What is required
Find each line of the material containing the string "smiling" and copy those lines. Match case exactly.

Record extracts

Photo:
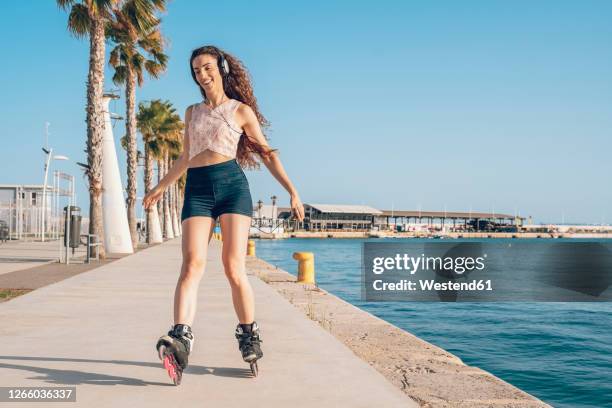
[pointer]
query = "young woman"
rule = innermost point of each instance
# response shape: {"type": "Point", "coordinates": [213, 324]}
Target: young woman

--

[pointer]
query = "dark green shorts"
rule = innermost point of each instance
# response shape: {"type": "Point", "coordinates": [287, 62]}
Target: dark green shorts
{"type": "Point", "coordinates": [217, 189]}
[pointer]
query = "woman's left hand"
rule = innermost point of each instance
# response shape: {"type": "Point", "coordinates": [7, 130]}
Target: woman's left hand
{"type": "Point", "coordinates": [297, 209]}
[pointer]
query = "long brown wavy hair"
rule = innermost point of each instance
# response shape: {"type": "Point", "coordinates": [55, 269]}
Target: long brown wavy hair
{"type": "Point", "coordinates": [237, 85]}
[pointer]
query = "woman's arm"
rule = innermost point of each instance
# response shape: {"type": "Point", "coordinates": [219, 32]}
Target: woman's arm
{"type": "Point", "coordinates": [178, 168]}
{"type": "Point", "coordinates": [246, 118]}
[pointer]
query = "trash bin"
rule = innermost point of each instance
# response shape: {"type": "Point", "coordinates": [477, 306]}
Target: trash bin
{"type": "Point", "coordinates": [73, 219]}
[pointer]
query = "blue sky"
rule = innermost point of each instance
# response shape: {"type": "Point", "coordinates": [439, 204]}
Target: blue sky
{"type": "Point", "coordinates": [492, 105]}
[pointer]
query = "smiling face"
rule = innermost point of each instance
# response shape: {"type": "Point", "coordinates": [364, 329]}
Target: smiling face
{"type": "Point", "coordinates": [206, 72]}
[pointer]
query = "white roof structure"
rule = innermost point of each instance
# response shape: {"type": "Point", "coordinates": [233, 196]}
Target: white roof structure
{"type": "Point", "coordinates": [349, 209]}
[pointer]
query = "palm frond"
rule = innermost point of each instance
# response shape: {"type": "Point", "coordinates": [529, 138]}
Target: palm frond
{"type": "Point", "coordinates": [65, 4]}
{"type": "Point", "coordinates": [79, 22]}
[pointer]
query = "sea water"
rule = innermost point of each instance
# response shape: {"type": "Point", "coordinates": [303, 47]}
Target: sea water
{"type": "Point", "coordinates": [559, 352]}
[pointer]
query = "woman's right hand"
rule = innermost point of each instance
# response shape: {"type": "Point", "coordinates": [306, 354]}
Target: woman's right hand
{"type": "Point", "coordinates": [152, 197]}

Correct response
query = "smiling face"
Target: smiling face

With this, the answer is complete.